++++ Testo scelto ++++

# Affiancamento



## birus

Salve a tutti.
Sono alla ricerca del termine corretto per indicare un periodo di affiancamento, in ambito lavorativo, tra una persona che lascia una certa posizione (“poste”) e il suo _remplaçant, _la persona che prenderà il suo posto in futuro. Sui dizionari non trovo nulla...


----------



## Piero.G

Per _tirocinio_ ho trovato _Apprentissage_

 da cui

Apprendissage par substitution

Programme d'apprentissage

Période d'apprentissage

Période/programme de formation en  apprentissage
*


* -attendi pareri-


----------



## matoupaschat

Ciao Birus, ciao Piero,
Esatto, tirocinio = apprentissage (più spesso usato per i mestieri manuali), période de formation, stage.
Per il periodo di affiancamento in questione, direi (période de) transition, (période de) mise au courant (se professione intelettuale), période d'apprentissage (se manuale). Ben inteso, può variare a seconda delle regioni, perfino delle imprese.


----------



## Yulan

Bonjour à tous  et biz Matou! 

J'aime bien "période de formation" ici!

++++ Dati da usare ++++

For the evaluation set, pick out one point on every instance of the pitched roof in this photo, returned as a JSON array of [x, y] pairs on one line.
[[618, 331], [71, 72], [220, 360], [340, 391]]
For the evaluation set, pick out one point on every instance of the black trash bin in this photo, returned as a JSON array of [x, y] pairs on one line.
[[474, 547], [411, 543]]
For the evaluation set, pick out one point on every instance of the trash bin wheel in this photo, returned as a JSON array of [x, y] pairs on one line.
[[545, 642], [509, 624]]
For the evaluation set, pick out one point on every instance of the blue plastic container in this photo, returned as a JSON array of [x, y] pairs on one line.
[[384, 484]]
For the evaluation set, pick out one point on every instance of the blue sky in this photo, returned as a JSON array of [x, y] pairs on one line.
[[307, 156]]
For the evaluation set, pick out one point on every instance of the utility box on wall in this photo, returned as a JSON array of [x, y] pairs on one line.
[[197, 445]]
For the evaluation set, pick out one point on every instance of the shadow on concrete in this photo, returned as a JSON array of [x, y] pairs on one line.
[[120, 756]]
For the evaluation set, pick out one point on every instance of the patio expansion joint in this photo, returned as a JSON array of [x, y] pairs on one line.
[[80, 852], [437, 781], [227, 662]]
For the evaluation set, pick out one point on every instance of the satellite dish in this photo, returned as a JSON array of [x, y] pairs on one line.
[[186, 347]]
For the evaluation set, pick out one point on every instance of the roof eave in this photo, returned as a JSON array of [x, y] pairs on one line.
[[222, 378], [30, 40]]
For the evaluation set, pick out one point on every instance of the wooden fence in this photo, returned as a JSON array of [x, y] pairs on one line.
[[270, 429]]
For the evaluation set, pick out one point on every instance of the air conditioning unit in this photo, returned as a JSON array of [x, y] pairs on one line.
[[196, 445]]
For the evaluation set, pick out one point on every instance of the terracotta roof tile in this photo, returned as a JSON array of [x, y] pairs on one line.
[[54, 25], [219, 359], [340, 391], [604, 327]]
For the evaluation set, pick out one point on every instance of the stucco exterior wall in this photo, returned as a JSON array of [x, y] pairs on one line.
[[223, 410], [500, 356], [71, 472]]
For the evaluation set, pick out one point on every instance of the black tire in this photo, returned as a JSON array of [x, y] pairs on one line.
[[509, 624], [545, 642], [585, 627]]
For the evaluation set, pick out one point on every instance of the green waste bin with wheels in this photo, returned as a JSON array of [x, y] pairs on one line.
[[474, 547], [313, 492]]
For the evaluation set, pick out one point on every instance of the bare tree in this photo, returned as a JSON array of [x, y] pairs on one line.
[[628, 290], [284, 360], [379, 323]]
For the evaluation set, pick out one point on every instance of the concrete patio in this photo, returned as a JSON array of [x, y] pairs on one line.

++++

■ Compiti da svolgere ■
1. Per ciascuna affermazione sulla discussione, indica se concorda con essa e riporta tra virgolette le parole esatte che lo decidono: (a) secondo matoupaschat, "apprentissage" si usa più spesso per i mestieri intellettuali; (b) matoupaschat afferma che la scelta del termine può variare a seconda delle regioni; (c) Yulan preferisce "période de transition".
2. Ricopia senza cambiamenti le righe dell'elenco a partire da quella che contiene "of the shadow" fino a quella che contiene "[[186, 347]]", entrambe comprese.
L'elenco non ha nulla a che vedere con la discussione.

■ I risultati ■
1.
(a) No: «più spesso usato per i mestieri manuali».
(b) Sì: «può variare a seconda delle regioni, perfino delle imprese».
(c) No: «J'aime bien "période de formation" ici!»

2.
For the evaluation set, pick out one point on every instance of the shadow on concrete in this photo, returned as a JSON array of [x, y] pairs on one line.
[[120, 756]]
For the evaluation set, pick out one point on every instance of the patio expansion joint in this photo, returned as a JSON array of [x, y] pairs on one line.
[[80, 852], [437, 781], [227, 662]]
For the evaluation set, pick out one point on every instance of the satellite dish in this photo, returned as a JSON array of [x, y] pairs on one line.
[[186, 347]]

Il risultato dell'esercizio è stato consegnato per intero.